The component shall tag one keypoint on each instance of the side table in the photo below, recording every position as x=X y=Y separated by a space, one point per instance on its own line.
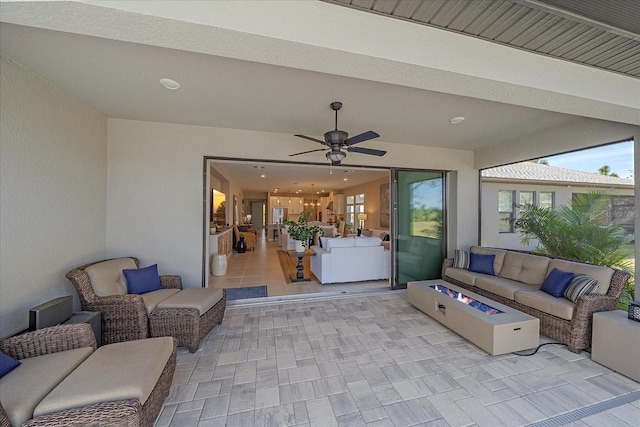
x=616 y=342
x=93 y=318
x=299 y=276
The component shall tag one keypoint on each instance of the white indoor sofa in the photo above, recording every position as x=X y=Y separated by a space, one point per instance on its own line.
x=350 y=259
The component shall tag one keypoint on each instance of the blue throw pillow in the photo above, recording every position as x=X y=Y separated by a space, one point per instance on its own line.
x=557 y=282
x=7 y=364
x=142 y=280
x=481 y=263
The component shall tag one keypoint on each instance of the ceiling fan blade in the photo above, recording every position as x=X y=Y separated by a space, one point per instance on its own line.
x=366 y=151
x=361 y=138
x=311 y=139
x=310 y=151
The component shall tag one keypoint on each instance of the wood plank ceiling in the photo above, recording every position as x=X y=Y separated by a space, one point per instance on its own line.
x=601 y=34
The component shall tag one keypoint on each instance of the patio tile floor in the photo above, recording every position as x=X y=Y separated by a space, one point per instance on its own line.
x=374 y=360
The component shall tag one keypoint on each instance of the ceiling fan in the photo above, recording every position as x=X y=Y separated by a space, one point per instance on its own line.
x=337 y=139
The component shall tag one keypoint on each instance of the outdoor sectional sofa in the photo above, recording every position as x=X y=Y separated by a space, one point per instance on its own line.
x=518 y=277
x=63 y=380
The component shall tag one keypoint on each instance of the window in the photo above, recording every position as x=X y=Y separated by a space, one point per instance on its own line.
x=505 y=211
x=546 y=199
x=355 y=205
x=527 y=198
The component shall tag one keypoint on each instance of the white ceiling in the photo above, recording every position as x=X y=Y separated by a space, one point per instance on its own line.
x=275 y=66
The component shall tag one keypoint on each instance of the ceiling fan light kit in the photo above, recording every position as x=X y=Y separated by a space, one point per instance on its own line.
x=337 y=139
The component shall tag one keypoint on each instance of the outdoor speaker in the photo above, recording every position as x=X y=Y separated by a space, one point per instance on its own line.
x=51 y=313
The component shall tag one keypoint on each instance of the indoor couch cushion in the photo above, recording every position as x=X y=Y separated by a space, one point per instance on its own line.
x=7 y=364
x=142 y=280
x=556 y=282
x=125 y=371
x=22 y=389
x=481 y=263
x=461 y=259
x=153 y=298
x=580 y=285
x=499 y=253
x=462 y=275
x=559 y=307
x=338 y=242
x=601 y=274
x=107 y=278
x=525 y=268
x=367 y=241
x=506 y=288
x=201 y=298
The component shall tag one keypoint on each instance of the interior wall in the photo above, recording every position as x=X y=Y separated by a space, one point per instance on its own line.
x=53 y=181
x=371 y=191
x=154 y=208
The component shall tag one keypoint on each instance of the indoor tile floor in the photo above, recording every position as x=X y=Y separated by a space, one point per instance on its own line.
x=374 y=360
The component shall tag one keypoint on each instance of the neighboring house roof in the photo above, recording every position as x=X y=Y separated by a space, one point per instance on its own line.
x=529 y=171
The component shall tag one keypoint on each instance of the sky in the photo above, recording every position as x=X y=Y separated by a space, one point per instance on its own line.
x=619 y=158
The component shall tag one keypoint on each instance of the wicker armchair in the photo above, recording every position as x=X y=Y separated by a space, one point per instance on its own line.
x=124 y=317
x=186 y=315
x=118 y=412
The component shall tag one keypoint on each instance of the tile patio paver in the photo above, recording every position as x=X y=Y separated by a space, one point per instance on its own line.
x=374 y=360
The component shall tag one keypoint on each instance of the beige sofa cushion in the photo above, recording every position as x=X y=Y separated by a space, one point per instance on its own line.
x=498 y=260
x=500 y=286
x=540 y=300
x=602 y=274
x=201 y=298
x=121 y=371
x=525 y=268
x=462 y=275
x=153 y=298
x=107 y=278
x=22 y=389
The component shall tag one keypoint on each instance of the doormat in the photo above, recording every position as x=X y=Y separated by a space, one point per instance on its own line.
x=248 y=292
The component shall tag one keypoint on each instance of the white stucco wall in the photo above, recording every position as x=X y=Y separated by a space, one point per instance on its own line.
x=52 y=192
x=154 y=202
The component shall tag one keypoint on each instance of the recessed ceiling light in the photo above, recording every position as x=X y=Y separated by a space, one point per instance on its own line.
x=170 y=84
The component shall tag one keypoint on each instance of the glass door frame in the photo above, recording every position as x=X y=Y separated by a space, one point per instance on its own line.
x=393 y=188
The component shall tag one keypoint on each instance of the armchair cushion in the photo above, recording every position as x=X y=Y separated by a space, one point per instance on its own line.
x=126 y=370
x=107 y=277
x=142 y=280
x=153 y=298
x=35 y=379
x=201 y=298
x=7 y=364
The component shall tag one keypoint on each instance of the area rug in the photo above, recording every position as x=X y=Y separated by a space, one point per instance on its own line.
x=247 y=292
x=288 y=265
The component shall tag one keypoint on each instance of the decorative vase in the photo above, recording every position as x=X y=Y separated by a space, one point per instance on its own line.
x=241 y=246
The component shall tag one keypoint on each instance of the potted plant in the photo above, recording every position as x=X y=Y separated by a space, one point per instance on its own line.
x=301 y=231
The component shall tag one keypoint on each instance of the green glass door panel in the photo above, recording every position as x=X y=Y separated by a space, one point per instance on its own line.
x=419 y=222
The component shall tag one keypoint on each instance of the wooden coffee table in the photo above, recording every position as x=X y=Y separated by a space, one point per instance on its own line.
x=494 y=327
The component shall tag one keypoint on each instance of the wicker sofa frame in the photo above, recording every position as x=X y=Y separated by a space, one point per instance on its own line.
x=576 y=333
x=125 y=318
x=117 y=413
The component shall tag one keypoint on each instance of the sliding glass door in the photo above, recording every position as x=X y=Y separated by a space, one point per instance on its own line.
x=418 y=224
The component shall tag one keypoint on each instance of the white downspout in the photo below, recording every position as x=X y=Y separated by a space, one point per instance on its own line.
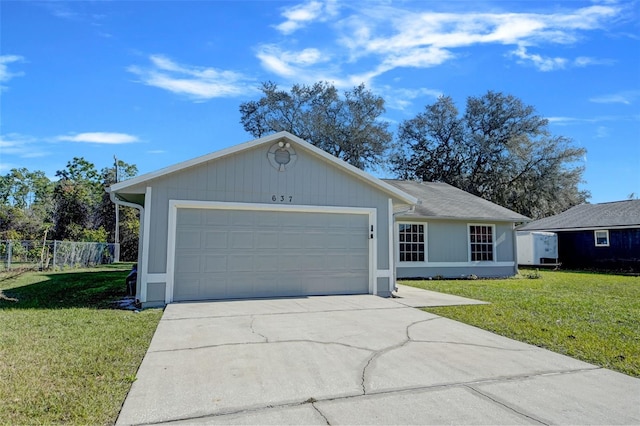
x=115 y=200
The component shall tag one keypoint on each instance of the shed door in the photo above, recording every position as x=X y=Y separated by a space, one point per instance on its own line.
x=231 y=254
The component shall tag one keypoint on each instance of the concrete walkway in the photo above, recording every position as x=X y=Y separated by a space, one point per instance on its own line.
x=359 y=360
x=419 y=298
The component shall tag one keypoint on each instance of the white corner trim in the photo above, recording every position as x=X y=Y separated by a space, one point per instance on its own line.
x=156 y=278
x=146 y=231
x=391 y=225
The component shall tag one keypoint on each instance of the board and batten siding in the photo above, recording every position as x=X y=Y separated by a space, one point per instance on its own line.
x=448 y=251
x=248 y=177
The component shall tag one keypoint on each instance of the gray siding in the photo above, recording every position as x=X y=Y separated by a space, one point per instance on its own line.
x=248 y=177
x=457 y=272
x=448 y=242
x=504 y=242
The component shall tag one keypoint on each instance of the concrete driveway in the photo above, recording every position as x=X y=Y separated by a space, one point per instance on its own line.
x=359 y=360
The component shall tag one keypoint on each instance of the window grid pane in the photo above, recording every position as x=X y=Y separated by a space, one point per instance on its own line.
x=481 y=238
x=411 y=247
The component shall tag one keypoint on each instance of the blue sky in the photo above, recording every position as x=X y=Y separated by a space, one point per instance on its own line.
x=156 y=83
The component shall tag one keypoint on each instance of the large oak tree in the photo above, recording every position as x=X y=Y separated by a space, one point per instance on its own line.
x=347 y=127
x=499 y=149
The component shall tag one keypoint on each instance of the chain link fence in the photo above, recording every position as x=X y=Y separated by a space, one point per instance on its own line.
x=43 y=255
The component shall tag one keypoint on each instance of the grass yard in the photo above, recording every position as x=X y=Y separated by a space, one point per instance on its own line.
x=589 y=316
x=67 y=354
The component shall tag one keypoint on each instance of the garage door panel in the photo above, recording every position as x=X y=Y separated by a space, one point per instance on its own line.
x=215 y=263
x=265 y=263
x=216 y=239
x=190 y=217
x=243 y=254
x=188 y=239
x=187 y=264
x=217 y=217
x=241 y=217
x=240 y=263
x=241 y=239
x=266 y=240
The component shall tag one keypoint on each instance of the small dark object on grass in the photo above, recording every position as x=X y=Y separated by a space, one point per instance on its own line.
x=131 y=280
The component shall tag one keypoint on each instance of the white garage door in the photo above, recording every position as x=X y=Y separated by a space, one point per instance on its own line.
x=229 y=254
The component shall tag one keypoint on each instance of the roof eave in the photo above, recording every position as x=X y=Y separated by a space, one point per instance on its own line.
x=385 y=187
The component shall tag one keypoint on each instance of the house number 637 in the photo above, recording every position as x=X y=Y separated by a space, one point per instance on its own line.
x=282 y=198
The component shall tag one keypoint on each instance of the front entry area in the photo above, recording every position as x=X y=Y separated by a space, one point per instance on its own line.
x=235 y=253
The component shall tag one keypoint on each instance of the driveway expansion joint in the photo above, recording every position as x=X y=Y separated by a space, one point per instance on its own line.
x=505 y=405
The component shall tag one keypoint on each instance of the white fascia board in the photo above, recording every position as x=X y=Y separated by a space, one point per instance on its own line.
x=400 y=217
x=267 y=140
x=590 y=228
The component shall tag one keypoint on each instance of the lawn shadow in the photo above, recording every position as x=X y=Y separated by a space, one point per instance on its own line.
x=99 y=289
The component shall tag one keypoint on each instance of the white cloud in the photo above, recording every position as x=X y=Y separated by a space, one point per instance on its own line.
x=20 y=145
x=195 y=82
x=540 y=62
x=100 y=137
x=423 y=39
x=401 y=99
x=625 y=97
x=300 y=15
x=298 y=65
x=5 y=74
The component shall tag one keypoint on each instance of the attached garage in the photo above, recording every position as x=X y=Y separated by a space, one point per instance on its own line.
x=226 y=251
x=272 y=217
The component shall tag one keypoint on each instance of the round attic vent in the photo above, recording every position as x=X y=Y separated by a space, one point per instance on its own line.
x=282 y=156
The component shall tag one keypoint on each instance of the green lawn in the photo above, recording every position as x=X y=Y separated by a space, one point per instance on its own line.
x=67 y=354
x=590 y=316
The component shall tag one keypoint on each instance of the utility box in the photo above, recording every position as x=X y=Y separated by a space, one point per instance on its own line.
x=537 y=248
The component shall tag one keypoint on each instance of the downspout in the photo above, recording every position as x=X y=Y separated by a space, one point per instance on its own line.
x=410 y=209
x=117 y=201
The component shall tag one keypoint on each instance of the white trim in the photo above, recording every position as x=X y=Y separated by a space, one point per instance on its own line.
x=146 y=232
x=270 y=139
x=494 y=254
x=383 y=273
x=595 y=237
x=455 y=264
x=426 y=243
x=174 y=205
x=373 y=250
x=590 y=228
x=392 y=259
x=156 y=278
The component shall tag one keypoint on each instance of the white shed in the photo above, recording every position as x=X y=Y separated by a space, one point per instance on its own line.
x=537 y=247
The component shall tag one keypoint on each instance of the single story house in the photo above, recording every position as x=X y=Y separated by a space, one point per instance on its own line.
x=277 y=216
x=451 y=233
x=600 y=236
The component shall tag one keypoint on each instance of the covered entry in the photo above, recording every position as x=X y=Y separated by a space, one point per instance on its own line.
x=229 y=251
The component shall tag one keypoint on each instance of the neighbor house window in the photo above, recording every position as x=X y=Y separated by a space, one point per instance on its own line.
x=602 y=238
x=411 y=239
x=481 y=242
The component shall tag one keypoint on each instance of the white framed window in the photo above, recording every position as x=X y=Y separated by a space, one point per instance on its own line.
x=412 y=242
x=601 y=238
x=481 y=243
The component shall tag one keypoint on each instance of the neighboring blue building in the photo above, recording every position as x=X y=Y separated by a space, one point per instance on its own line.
x=596 y=236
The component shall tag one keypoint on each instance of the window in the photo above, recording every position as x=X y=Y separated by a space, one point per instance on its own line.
x=602 y=238
x=481 y=240
x=411 y=238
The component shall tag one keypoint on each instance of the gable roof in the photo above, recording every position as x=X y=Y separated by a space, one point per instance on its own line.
x=590 y=216
x=270 y=139
x=439 y=200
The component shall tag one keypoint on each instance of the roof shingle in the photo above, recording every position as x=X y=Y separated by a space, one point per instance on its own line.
x=604 y=215
x=443 y=201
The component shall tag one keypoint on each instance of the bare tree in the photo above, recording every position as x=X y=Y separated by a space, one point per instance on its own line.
x=347 y=127
x=500 y=150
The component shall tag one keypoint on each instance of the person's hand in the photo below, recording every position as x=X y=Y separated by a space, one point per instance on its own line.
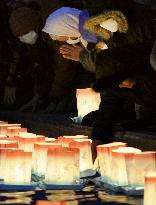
x=71 y=52
x=32 y=104
x=9 y=95
x=127 y=83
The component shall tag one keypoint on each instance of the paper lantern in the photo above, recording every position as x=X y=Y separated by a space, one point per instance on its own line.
x=65 y=140
x=60 y=166
x=150 y=189
x=3 y=127
x=86 y=161
x=49 y=140
x=8 y=144
x=143 y=163
x=27 y=142
x=17 y=166
x=40 y=157
x=87 y=100
x=3 y=161
x=104 y=154
x=119 y=174
x=41 y=202
x=12 y=131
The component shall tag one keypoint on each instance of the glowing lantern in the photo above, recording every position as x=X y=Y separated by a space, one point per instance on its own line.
x=41 y=202
x=119 y=174
x=65 y=140
x=87 y=100
x=17 y=166
x=12 y=131
x=49 y=140
x=143 y=163
x=8 y=144
x=3 y=127
x=27 y=143
x=40 y=157
x=3 y=161
x=104 y=154
x=86 y=161
x=60 y=166
x=150 y=189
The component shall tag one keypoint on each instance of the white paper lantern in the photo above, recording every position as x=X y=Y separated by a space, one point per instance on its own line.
x=104 y=154
x=61 y=166
x=17 y=166
x=40 y=157
x=119 y=174
x=86 y=161
x=65 y=140
x=87 y=100
x=150 y=189
x=3 y=127
x=143 y=163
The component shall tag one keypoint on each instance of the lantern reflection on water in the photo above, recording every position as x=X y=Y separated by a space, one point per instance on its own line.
x=150 y=189
x=19 y=162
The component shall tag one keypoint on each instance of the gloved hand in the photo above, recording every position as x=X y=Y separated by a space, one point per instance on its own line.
x=9 y=95
x=32 y=104
x=71 y=52
x=50 y=108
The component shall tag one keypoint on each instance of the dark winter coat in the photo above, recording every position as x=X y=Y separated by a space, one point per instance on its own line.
x=128 y=53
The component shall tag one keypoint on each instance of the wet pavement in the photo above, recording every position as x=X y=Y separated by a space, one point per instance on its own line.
x=88 y=196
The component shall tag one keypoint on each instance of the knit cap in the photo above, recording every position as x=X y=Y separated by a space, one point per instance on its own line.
x=24 y=20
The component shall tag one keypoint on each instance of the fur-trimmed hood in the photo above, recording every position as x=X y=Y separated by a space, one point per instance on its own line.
x=93 y=23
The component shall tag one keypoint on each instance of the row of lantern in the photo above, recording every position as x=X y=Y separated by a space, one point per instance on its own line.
x=125 y=166
x=60 y=161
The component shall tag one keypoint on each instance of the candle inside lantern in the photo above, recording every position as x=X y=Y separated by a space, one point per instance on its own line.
x=61 y=166
x=87 y=100
x=150 y=189
x=8 y=144
x=65 y=140
x=41 y=202
x=104 y=154
x=40 y=156
x=17 y=166
x=119 y=174
x=143 y=163
x=3 y=127
x=86 y=161
x=13 y=131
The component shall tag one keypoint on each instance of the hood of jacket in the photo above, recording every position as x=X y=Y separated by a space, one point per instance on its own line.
x=93 y=23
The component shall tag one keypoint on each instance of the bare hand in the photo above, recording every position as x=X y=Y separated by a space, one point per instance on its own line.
x=9 y=95
x=71 y=52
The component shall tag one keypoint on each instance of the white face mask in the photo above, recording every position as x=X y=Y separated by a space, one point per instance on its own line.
x=71 y=41
x=29 y=38
x=110 y=25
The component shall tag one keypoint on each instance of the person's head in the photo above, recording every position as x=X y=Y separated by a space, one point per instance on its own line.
x=63 y=25
x=107 y=23
x=24 y=24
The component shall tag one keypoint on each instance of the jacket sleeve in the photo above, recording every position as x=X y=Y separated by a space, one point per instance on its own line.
x=87 y=59
x=65 y=72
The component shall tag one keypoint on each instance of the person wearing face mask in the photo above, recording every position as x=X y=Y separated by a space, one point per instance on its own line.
x=29 y=61
x=64 y=25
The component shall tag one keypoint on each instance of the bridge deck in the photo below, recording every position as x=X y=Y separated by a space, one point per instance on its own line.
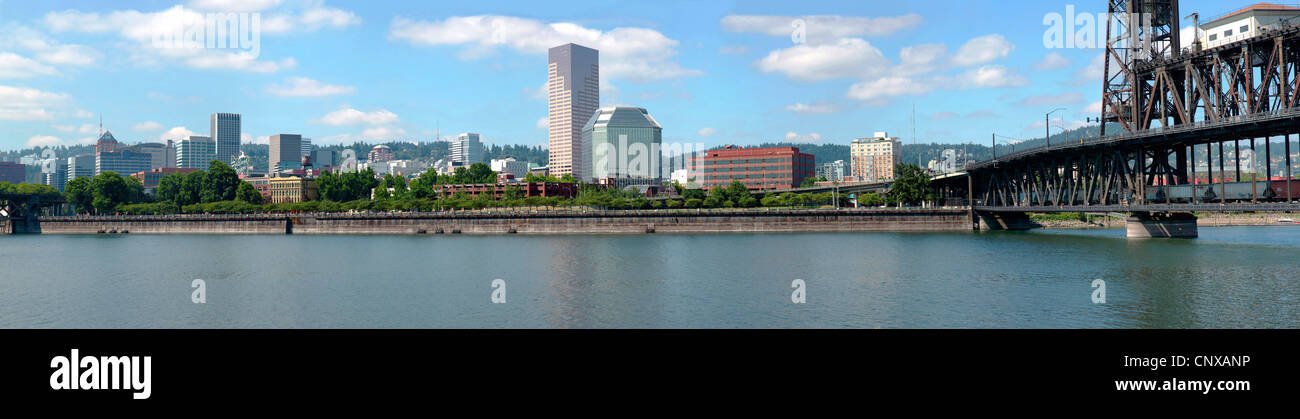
x=1236 y=207
x=1260 y=125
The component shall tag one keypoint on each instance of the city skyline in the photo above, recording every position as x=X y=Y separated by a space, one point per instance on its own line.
x=716 y=74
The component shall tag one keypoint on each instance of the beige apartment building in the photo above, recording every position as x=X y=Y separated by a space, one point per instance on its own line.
x=874 y=158
x=573 y=94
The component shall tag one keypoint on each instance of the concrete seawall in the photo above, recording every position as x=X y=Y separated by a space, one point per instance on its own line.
x=598 y=223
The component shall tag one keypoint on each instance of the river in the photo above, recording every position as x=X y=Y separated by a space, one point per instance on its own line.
x=1229 y=277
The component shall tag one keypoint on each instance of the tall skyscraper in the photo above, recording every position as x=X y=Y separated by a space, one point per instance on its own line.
x=307 y=146
x=81 y=165
x=286 y=152
x=225 y=129
x=872 y=159
x=573 y=91
x=467 y=148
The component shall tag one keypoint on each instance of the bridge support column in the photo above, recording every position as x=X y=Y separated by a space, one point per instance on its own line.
x=1161 y=225
x=1005 y=221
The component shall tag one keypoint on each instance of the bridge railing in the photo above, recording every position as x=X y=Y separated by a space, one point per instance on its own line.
x=1158 y=130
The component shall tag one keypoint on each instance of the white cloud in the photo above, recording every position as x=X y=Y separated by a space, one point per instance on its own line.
x=991 y=76
x=307 y=87
x=13 y=65
x=983 y=50
x=1052 y=100
x=818 y=107
x=819 y=29
x=878 y=93
x=633 y=54
x=176 y=133
x=147 y=126
x=25 y=115
x=26 y=96
x=239 y=61
x=733 y=50
x=42 y=141
x=234 y=5
x=328 y=17
x=1052 y=61
x=848 y=57
x=919 y=59
x=354 y=117
x=802 y=138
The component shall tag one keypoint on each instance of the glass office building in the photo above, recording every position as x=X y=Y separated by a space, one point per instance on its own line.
x=623 y=143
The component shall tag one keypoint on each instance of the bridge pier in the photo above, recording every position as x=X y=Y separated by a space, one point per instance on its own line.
x=1161 y=225
x=1005 y=221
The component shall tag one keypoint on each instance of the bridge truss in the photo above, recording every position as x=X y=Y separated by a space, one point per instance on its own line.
x=1174 y=106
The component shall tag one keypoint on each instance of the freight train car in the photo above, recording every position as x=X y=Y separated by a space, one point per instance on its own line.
x=1230 y=191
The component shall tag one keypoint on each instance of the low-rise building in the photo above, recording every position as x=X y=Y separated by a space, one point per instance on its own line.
x=757 y=168
x=529 y=189
x=151 y=178
x=291 y=189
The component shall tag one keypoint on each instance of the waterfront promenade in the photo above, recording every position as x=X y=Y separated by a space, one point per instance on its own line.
x=755 y=220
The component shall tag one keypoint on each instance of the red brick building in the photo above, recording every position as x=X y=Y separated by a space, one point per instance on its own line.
x=757 y=168
x=13 y=172
x=531 y=189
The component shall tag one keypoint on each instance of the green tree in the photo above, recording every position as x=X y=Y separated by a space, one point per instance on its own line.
x=736 y=191
x=109 y=190
x=220 y=184
x=911 y=185
x=514 y=191
x=169 y=186
x=871 y=201
x=81 y=194
x=191 y=189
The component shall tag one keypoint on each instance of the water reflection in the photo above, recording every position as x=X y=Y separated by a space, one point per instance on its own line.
x=1230 y=277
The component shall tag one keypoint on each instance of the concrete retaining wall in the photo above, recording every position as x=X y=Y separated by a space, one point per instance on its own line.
x=636 y=224
x=161 y=225
x=502 y=224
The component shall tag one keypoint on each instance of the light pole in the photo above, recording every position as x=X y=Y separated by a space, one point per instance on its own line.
x=1047 y=125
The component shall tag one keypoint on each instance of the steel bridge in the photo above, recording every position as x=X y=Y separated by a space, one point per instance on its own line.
x=1173 y=106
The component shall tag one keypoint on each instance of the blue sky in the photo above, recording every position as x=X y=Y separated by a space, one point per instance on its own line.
x=710 y=72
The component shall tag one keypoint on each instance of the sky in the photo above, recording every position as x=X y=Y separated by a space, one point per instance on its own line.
x=710 y=72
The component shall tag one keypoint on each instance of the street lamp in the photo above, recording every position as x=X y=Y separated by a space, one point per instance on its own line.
x=1047 y=125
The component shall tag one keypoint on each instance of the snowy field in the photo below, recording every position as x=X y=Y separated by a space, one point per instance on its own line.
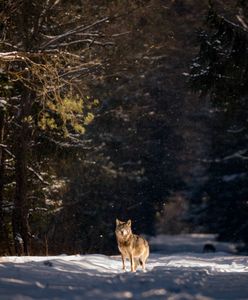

##########

Commence à la ligne qui contient « the wood plank » et arrête-toi après celle qui contient « x=527 y=198 ». Transforme ces lignes en liste numérotée, en laissant de côté les lignes vides.

**PROBLÈME RÉSOLU:**
1. The component shall tag one keypoint on each instance of the wood plank ceiling in the photo above, recording every position as x=X y=Y separated by a space, one point per instance on its own line.
2. x=601 y=34
3. The component shall tag one keypoint on each instance of the patio tile floor in the photo above, recording every position as x=X y=Y separated by a space, one point per instance on its own line.
4. x=374 y=360
5. The component shall tag one keypoint on each instance of the ceiling fan in the photo above, recording every position as x=X y=Y separated by a space, one point per instance on its own line.
6. x=337 y=139
7. The component shall tag one keypoint on each instance of the outdoor sectional sofa in the photo above, recording every position as x=X y=Y separated by a space, one point per instance on its own line.
8. x=518 y=277
9. x=63 y=380
10. The component shall tag one keypoint on each instance of the window in the photo above, recording every position as x=X y=Y separated by a space, one point per instance on its own line.
11. x=505 y=211
12. x=546 y=199
13. x=355 y=205
14. x=527 y=198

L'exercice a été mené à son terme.